*PROVIDED ENTRIES*:
----

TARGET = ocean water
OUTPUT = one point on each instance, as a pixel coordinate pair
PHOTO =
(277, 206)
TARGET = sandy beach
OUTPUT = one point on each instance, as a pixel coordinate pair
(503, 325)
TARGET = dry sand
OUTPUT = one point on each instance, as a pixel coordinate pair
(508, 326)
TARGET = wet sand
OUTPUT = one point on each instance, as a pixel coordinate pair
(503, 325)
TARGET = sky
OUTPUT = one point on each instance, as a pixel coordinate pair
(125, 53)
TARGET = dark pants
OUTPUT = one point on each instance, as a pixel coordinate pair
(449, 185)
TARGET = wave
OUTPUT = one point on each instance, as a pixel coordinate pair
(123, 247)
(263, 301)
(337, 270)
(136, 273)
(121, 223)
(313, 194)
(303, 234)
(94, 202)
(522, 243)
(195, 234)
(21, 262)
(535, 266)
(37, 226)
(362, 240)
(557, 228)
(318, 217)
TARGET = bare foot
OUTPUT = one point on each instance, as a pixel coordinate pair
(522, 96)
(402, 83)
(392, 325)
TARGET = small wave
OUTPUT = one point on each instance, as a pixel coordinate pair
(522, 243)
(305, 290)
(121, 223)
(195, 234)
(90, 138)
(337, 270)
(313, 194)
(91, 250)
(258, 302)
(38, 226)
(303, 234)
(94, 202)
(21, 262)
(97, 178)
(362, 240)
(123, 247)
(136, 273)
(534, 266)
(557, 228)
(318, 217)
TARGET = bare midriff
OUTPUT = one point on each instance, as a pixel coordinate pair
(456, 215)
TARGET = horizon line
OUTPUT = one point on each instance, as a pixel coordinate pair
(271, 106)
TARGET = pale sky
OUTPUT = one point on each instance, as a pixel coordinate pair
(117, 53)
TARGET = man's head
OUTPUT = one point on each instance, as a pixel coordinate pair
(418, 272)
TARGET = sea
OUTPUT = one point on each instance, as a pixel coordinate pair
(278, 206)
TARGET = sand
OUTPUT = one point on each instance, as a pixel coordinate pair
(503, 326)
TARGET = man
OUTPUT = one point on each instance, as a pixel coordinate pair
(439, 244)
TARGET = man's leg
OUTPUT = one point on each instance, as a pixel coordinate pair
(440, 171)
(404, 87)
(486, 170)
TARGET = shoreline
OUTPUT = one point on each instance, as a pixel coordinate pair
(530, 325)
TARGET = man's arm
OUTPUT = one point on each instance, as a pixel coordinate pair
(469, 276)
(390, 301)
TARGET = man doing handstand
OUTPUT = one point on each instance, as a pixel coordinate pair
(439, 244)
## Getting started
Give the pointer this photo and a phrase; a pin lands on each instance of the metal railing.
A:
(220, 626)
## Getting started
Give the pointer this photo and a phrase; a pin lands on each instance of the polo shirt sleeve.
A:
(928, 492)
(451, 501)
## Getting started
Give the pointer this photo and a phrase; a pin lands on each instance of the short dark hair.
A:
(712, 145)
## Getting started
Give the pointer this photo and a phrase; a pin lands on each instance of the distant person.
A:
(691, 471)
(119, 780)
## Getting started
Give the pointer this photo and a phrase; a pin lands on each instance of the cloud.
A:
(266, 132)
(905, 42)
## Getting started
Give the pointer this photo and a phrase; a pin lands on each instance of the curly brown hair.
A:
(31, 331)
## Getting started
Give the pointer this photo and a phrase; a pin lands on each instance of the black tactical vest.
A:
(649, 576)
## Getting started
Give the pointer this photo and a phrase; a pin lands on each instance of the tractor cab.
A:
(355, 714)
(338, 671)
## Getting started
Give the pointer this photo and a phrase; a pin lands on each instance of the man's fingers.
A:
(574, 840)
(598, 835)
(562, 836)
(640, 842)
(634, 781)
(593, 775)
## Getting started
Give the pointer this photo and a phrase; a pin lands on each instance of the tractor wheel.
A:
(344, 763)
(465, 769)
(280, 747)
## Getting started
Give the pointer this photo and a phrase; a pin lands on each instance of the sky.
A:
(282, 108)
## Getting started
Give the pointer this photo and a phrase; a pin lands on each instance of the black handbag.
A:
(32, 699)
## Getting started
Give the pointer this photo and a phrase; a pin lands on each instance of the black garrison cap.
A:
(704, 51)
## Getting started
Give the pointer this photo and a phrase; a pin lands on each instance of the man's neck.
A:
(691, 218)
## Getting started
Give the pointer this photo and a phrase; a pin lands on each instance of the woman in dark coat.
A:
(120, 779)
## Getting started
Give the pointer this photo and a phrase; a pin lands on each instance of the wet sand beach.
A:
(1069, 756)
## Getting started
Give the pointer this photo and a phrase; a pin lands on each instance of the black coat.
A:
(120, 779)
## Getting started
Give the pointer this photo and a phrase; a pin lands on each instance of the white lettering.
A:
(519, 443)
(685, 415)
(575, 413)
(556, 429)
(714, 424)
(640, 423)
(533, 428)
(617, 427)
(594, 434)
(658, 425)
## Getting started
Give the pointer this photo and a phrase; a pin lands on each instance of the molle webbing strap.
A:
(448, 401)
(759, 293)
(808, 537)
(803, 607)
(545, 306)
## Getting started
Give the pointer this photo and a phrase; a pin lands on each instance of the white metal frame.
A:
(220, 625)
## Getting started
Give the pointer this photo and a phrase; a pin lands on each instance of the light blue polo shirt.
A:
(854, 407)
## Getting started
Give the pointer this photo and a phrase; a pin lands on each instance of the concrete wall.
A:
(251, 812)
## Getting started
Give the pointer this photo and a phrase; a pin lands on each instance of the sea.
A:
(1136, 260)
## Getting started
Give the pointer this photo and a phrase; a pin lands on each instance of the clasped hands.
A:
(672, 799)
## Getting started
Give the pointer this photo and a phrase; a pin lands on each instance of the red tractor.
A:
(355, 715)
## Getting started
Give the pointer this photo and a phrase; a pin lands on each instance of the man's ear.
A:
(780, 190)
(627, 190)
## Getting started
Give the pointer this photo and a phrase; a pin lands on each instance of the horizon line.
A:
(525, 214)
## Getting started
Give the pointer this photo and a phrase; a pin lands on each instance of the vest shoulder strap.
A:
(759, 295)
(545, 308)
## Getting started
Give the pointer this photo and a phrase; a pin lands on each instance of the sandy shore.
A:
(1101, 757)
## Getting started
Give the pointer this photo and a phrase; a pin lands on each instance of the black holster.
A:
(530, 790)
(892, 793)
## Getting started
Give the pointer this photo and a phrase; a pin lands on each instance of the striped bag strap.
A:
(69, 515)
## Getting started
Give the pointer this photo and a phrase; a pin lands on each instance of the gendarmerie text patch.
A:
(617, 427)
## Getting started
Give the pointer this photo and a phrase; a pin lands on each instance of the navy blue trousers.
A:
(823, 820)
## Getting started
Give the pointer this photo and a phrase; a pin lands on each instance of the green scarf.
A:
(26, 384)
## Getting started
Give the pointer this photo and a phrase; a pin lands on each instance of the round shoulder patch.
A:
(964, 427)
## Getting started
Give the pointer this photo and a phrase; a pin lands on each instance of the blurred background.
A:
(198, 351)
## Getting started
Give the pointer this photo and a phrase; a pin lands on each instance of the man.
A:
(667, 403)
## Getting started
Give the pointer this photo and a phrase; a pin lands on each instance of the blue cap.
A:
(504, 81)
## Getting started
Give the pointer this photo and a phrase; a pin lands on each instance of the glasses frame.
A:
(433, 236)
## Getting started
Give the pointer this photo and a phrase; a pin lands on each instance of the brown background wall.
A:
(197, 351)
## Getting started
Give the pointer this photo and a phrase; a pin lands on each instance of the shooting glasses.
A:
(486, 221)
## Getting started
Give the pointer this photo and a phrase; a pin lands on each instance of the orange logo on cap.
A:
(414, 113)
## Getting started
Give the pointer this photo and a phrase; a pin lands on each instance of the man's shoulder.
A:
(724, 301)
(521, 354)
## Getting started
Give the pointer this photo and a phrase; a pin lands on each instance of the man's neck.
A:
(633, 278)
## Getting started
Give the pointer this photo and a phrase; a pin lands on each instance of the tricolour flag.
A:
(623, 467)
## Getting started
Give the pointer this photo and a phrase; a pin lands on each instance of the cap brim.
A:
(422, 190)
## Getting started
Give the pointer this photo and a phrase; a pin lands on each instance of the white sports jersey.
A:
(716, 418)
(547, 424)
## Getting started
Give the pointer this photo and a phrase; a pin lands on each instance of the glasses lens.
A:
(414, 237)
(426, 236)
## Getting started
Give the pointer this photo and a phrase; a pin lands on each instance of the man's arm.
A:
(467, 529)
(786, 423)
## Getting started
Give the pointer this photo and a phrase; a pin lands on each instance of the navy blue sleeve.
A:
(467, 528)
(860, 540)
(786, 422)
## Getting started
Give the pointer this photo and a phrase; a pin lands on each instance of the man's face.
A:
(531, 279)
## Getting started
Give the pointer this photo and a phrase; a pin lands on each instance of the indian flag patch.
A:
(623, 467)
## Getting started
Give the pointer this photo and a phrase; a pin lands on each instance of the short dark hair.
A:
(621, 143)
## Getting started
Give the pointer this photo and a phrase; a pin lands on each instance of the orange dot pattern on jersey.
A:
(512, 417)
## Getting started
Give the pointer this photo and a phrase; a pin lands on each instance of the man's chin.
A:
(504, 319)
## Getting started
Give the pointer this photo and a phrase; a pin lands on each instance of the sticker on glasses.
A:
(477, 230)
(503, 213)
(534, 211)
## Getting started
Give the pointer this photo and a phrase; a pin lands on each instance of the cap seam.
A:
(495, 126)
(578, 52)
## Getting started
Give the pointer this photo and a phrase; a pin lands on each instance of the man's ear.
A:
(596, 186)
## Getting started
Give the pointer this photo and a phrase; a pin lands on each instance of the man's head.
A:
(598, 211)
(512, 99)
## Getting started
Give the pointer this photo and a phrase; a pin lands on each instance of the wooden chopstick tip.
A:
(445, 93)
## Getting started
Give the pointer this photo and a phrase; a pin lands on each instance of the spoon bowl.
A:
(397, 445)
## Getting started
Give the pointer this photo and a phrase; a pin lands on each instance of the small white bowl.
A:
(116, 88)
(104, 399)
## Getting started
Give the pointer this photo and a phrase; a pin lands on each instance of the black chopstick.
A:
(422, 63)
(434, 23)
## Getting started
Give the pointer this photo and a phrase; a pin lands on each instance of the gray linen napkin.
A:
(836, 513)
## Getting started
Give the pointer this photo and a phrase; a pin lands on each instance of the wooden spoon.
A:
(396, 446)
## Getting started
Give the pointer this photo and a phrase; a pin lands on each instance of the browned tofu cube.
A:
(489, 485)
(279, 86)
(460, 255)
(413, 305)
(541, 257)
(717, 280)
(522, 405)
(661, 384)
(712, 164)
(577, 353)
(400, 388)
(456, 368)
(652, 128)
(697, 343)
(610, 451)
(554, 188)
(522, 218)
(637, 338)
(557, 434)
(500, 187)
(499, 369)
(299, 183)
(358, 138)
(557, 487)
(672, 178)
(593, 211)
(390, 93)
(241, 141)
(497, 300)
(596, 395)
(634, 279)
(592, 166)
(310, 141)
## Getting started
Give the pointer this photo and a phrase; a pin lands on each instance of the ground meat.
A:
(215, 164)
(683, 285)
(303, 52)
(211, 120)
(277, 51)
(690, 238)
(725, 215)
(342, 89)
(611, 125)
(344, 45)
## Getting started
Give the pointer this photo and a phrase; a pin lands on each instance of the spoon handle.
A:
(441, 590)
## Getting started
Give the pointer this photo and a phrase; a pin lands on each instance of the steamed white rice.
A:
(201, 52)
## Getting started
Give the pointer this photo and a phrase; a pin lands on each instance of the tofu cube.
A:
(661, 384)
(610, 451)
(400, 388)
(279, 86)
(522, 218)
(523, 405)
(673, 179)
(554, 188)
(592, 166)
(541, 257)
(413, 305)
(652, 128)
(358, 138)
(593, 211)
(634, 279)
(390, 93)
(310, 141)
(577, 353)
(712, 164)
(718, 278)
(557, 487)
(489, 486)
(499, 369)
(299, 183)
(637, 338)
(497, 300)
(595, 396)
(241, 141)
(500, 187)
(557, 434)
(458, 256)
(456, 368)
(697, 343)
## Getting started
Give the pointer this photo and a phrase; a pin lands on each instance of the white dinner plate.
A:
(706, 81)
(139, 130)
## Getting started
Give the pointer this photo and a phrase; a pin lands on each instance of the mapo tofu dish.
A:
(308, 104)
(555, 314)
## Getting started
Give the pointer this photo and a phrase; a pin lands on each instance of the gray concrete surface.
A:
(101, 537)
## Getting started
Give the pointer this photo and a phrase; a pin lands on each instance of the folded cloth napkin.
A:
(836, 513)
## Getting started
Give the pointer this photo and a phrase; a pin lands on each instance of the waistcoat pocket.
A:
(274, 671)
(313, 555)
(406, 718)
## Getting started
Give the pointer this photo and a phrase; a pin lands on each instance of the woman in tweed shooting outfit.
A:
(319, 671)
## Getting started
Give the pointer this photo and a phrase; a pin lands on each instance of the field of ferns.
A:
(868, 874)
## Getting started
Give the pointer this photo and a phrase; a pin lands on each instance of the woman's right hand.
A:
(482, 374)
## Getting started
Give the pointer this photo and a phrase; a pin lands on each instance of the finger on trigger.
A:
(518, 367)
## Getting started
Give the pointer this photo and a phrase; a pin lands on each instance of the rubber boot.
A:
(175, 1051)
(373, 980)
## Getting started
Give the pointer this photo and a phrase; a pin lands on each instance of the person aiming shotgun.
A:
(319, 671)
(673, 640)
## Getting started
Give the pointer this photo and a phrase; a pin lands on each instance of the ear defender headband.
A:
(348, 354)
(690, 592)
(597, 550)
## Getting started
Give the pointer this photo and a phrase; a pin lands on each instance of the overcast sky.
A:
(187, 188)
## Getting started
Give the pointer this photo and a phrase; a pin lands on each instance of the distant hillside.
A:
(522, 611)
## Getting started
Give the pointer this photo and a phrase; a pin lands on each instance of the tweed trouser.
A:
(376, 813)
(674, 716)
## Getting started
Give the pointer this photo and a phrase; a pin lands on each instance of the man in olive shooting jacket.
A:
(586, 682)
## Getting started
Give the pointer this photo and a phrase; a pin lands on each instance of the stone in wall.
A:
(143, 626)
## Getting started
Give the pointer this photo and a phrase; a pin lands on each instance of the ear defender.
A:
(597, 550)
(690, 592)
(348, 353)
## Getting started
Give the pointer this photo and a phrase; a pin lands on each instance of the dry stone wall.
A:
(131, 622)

----

*WORK TO DO*:
Gather every line in the entries above that contains the word "small".

*RESPONSE FOR THIS EXERCISE*:
TARGET = small wave
Give the pointer this photo and a phrase; a pin lands on each instance of the small white bowl.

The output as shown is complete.